- Tarefas escritas:
1: Indique se cada afirmação seguinte está de acordo com o excerto sobre Ratzinger, respondendo sim ou não e citando sem alterações as palavras do excerto que o decidem. (a) O primeiro dos ensaios reunidos no livro foi publicado em 1964. (b) Os ensaios do livro foram publicados originalmente em francês. (c) São os opositores de Ratzinger que consideram os seus pontos de vista sensatos e lúcidos.
2: Transcreva do excerto sobre Ratzinger o trecho entre "Quem se interessa" e "nas suas palavras.", incluindo ambos.

- Excerto:

Quem se interessa por religião dificilmente fica indiferente ao nome “Ratzinger”. O antigo Perfeito da Congregação da Doutrina e da Fé e actual Papa Bento XVI cria admiradores e opositores com igual facilidade. Os primeiros consideram os seus pontos de vista e atitudes como sensatos e lúcidos[1]; os segundos vêem nele um conservador que nem sempre é prudente nas suas palavras.
A eleição de Bento XVI despertou interesse pela sua vasta obra intelectual. Vários dos seus livros têm sido publicados e encontram-se disponíveis nas livrarias portuguesas. No final do ano passado, fui publicado um livro, escrito pelo então cardeal Ratzinger, intitulado Fé, Verdade e Tolerância: o Cristianismo e as Grandes Religiões do Mundo[2]. Trata-se de uma colecção de ensaios publicados em alemão e em inglês; o primeiro foi publicado em 1964 e os restantes durante os anos 1990.
Ao contrário das suas outras obras (que sempre folheei, mas nunca me tinham parecido apelativos), este livro era para mim demasiado apelativo. Continha as opiniões pessoais de uma personalidade - tão influente no mundo Católico, como o Ratzinger - sobre a atitude do Catolicismo face às religiões não-cristãs.

- Dados extraídos:
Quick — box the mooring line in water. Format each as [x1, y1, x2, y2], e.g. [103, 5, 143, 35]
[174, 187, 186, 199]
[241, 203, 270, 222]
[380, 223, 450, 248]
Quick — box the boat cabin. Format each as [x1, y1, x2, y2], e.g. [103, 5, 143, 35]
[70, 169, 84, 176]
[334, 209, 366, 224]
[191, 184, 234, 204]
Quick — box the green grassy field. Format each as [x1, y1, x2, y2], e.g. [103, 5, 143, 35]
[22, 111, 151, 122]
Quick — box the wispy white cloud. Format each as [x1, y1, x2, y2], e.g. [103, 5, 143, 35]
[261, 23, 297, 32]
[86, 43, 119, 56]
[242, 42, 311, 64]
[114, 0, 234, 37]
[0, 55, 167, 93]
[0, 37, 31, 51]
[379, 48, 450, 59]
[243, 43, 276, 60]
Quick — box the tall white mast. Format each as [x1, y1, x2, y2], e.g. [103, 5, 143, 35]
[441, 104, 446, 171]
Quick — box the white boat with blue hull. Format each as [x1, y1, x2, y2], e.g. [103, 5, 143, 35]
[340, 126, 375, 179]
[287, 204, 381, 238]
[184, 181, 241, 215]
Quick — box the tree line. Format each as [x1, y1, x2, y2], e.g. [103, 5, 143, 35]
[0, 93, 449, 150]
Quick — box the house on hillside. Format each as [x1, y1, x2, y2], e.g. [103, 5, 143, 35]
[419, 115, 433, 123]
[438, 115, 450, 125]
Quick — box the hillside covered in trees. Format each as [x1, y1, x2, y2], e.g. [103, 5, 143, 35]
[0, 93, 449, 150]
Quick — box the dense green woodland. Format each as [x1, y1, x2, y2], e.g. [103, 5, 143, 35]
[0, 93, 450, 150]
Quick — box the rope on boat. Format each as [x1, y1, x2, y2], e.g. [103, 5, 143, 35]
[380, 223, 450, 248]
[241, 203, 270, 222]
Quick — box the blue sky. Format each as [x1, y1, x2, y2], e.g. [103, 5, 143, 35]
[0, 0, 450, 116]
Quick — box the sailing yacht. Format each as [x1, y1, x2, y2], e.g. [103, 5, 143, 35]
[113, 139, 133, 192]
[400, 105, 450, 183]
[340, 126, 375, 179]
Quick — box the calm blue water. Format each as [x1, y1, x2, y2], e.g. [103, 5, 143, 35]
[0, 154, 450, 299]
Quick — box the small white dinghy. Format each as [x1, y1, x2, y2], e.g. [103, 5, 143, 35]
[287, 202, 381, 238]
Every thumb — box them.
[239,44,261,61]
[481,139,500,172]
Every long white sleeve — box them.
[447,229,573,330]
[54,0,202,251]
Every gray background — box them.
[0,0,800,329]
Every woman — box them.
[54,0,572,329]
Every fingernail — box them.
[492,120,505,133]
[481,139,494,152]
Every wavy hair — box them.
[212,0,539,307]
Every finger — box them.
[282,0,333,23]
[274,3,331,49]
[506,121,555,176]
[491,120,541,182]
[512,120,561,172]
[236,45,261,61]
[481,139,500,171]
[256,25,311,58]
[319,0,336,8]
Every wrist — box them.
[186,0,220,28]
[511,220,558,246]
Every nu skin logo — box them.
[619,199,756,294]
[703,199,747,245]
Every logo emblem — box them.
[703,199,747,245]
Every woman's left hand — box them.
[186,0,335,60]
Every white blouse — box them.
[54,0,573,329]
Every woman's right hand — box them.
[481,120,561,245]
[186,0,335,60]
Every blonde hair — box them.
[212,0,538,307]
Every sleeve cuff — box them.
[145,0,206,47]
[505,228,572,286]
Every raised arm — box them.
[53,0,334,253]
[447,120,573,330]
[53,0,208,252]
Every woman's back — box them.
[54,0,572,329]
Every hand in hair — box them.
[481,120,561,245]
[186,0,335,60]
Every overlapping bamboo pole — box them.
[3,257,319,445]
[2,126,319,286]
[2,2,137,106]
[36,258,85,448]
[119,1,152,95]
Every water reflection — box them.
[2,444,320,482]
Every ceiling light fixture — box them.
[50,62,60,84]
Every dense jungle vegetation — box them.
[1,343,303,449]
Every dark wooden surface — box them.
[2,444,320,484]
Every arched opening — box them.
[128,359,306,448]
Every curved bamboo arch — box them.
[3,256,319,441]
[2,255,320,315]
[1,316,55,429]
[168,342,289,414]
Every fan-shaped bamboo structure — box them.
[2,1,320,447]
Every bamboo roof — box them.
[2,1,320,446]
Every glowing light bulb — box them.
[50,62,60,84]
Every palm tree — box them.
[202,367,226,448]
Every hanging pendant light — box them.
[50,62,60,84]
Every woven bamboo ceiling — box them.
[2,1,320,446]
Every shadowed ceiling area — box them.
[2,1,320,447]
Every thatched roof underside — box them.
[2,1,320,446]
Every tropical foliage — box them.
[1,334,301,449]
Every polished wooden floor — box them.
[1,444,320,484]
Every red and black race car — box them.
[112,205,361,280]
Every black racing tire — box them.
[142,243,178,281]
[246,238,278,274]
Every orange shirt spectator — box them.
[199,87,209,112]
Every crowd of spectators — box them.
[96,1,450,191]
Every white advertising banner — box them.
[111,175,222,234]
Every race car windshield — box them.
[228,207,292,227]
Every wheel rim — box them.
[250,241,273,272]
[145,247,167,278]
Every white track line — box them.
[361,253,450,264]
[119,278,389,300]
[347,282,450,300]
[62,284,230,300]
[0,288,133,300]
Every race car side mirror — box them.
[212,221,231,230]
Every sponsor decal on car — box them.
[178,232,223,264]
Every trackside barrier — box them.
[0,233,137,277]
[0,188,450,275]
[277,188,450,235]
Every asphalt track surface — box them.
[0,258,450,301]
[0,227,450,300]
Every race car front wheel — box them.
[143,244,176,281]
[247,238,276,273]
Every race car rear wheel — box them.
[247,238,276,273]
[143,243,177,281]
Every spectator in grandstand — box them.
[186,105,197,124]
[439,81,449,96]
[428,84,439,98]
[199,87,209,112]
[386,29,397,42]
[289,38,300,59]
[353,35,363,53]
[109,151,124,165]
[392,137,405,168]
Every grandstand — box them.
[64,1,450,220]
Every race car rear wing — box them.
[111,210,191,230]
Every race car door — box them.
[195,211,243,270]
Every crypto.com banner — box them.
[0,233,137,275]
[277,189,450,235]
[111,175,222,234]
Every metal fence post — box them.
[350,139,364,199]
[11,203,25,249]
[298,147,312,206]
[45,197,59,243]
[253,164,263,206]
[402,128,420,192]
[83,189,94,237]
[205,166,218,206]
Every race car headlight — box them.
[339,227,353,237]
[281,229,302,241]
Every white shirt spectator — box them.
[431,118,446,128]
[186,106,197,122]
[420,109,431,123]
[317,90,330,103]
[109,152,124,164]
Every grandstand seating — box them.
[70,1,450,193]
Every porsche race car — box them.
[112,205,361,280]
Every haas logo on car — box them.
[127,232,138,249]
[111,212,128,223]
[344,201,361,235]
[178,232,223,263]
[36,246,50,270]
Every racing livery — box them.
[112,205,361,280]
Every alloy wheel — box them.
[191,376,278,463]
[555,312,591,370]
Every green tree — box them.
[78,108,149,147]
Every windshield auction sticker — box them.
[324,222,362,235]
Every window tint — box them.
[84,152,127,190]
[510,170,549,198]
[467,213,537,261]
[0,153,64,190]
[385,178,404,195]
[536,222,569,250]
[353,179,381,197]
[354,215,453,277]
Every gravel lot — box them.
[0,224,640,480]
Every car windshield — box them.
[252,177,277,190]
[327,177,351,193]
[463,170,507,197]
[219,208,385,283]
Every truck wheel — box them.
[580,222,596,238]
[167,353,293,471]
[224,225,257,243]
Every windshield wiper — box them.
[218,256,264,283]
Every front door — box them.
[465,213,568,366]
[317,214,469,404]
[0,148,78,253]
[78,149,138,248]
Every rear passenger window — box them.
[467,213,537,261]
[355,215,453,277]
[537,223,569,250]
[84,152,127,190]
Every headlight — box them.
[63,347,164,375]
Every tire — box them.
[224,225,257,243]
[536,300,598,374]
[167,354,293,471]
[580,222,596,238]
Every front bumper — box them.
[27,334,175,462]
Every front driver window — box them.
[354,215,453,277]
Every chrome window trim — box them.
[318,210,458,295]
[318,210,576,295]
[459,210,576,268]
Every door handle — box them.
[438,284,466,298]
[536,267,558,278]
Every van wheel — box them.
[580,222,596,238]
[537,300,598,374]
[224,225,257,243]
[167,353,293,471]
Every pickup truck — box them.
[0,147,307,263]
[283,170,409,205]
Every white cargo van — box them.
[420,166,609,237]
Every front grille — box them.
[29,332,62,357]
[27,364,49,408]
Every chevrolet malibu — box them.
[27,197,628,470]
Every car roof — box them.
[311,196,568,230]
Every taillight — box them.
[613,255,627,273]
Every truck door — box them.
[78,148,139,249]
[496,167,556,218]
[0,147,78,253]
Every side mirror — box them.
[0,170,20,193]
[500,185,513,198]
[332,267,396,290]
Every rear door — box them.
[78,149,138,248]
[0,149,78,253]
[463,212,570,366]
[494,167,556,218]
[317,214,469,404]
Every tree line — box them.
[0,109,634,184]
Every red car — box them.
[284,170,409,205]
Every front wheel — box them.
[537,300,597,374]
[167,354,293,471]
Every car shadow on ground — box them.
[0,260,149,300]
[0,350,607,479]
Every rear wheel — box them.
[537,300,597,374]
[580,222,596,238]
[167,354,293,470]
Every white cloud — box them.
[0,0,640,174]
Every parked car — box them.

- Resultados:
1:
(a) Sim: "o primeiro foi publicado em 1964".
(b) Não: "Trata-se de uma colecção de ensaios publicados em alemão e em inglês".
(c) Não: "Os primeiros consideram os seus pontos de vista e atitudes como sensatos e lúcidos"; quanto aos opositores, "os segundos vêem nele um conservador que nem sempre é prudente nas suas palavras".

2:
Quem se interessa por religião dificilmente fica indiferente ao nome “Ratzinger”. O antigo Perfeito da Congregação da Doutrina e da Fé e actual Papa Bento XVI cria admiradores e opositores com igual facilidade. Os primeiros consideram os seus pontos de vista e atitudes como sensatos e lúcidos[1]; os segundos vêem nele um conservador que nem sempre é prudente nas suas palavras.